§ **WORK TO BE COMPLETED**: Please reproduce, word for word, the lines of the listing below from the line with "the photographer, which" up to and including the final line of the listing.

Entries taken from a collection
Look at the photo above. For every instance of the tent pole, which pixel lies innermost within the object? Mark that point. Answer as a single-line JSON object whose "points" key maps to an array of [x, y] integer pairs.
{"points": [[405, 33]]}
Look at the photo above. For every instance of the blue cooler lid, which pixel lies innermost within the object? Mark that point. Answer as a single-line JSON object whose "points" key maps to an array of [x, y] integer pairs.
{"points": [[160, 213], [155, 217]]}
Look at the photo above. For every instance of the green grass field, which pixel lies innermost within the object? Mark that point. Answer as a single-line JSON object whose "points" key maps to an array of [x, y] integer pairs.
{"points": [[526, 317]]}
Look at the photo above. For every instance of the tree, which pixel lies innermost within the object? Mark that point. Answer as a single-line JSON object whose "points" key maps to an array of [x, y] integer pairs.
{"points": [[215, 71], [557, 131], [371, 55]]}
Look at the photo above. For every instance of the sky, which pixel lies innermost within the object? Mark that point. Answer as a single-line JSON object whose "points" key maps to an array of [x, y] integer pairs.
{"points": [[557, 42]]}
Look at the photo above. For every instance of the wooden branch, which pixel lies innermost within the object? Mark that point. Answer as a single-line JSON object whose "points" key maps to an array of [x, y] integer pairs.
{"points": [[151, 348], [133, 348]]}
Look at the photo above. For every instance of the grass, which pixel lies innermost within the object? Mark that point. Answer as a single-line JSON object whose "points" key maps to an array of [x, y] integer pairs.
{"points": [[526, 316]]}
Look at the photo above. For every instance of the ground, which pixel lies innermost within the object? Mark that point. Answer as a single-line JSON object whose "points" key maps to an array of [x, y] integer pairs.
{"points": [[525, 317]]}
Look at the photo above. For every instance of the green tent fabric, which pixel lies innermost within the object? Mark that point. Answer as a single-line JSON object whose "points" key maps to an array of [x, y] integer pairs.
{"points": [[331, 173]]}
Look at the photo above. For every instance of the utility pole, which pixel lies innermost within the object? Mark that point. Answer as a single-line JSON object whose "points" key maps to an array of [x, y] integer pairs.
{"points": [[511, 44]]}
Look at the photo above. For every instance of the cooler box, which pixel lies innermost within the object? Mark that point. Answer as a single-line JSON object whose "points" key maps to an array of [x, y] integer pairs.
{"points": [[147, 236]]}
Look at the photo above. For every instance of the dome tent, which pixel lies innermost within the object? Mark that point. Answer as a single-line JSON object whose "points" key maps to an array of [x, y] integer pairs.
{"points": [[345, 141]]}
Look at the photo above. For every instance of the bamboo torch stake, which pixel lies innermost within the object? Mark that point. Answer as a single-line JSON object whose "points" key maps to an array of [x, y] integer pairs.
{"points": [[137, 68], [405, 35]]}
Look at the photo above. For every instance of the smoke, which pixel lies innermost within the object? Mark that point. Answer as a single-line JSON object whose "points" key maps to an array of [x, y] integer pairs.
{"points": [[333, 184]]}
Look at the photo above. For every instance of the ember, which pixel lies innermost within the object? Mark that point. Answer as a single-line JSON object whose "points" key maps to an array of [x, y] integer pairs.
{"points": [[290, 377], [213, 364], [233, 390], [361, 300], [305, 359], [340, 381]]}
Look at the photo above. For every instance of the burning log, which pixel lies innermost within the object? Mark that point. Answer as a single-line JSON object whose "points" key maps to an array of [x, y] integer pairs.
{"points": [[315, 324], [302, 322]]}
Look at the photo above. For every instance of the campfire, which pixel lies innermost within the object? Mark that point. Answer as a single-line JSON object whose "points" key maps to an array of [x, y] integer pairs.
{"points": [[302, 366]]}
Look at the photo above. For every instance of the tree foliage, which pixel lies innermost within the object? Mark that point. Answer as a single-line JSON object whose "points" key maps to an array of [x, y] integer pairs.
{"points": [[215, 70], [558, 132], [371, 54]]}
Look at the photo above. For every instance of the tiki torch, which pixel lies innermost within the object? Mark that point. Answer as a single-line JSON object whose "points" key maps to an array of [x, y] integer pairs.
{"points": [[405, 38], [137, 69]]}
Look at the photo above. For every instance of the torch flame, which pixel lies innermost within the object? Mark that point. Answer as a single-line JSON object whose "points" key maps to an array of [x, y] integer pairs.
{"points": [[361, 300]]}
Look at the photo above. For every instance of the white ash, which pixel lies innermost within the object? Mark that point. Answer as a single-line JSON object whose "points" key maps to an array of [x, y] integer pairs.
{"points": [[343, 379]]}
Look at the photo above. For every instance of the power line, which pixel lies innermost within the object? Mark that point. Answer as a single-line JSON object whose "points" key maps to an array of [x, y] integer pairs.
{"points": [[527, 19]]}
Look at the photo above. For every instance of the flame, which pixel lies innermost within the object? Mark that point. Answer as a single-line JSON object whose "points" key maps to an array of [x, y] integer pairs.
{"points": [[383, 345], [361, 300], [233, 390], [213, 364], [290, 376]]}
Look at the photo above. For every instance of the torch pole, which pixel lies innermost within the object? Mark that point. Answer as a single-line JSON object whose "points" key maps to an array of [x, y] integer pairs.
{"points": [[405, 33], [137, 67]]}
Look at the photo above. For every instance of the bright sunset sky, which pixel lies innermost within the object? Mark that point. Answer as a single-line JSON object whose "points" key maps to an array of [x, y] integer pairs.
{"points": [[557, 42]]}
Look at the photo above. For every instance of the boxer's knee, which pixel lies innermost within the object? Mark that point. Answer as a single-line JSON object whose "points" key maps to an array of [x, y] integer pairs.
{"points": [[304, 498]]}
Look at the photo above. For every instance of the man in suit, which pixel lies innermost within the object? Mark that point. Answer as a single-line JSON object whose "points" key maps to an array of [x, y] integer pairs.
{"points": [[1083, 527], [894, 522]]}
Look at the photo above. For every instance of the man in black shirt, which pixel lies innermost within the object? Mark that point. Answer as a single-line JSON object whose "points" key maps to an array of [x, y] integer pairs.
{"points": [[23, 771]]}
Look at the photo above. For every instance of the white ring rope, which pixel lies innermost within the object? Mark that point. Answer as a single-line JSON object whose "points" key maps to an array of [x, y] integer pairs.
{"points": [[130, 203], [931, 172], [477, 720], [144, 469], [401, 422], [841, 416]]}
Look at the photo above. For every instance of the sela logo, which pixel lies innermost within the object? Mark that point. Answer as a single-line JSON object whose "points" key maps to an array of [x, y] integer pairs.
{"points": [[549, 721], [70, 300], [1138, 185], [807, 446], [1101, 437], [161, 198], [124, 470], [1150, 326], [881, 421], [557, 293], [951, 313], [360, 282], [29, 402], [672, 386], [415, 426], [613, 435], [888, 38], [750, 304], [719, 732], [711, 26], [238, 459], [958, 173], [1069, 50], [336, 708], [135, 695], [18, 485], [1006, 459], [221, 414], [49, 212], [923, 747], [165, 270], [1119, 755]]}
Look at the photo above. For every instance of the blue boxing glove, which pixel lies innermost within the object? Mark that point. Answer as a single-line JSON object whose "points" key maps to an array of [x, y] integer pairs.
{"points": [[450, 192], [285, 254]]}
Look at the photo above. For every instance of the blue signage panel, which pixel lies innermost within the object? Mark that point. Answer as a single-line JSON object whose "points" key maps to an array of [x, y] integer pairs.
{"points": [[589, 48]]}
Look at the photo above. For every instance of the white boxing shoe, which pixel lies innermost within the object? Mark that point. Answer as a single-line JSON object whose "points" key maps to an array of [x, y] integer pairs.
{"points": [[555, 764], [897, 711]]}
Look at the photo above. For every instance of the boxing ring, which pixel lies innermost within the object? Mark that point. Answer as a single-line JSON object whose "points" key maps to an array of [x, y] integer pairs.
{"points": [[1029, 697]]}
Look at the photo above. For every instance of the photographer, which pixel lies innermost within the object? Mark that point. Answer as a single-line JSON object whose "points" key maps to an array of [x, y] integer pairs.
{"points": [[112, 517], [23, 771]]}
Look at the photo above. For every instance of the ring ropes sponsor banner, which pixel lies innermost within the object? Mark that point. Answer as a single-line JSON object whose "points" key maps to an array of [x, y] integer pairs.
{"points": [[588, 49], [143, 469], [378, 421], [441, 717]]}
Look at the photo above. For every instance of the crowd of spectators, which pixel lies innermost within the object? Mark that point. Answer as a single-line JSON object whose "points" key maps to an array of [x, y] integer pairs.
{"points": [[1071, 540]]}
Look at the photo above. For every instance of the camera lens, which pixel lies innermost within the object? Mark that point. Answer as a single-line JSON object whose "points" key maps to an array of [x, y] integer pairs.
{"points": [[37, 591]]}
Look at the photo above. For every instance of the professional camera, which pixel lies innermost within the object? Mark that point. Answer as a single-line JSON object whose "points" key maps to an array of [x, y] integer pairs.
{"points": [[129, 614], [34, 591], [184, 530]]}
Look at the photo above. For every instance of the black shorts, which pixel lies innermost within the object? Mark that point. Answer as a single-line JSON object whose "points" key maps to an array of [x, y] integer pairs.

§ **SOLUTION FOR THIS TASK**:
Look at the photo above. For every instance of the photographer, which pixel lies innermost within the object? Mark that point. Answer as a single-line JSON object whose "points" key maps to an array of [x, y] integer pairs.
{"points": [[112, 517], [23, 771]]}
Look at the photo above. For every instance of the ring ropes sponsor banner, which pixel lies innermost within the object? Mark that point. Answer as a single-line JSON object whose "points" key maps to an array of [x, y] integer pairs.
{"points": [[588, 49], [143, 469], [378, 421], [441, 717]]}
Look at the photo above. For every instance of the crowd of spectators, which pixel lies innermost within the object? Mark that point. Answer as a single-line JSON object whose "points" key maps to an array of [x, y] integer pairs.
{"points": [[1071, 540]]}
Look at the photo above. For every instance of the camera lens, which pixel lies innermost within the object? Mark that point. Answer as a single-line JSON object whose "points" key maps to an array of [x, y] integer pairs.
{"points": [[37, 591]]}
Look at the photo above. For every instance of the professional camera, which pixel lies innermost within the object? Mark that point. Answer as a single-line JSON object whose "points" key maps to an array of [x, y] integer pairs.
{"points": [[129, 614], [34, 591], [184, 530]]}
Look at the photo above. For every instance of the black shorts, which pixel lies innermost within the object? Mark that point. Answer as a single-line JSON object whose "points" key maps to an array of [x, y] integer pairs.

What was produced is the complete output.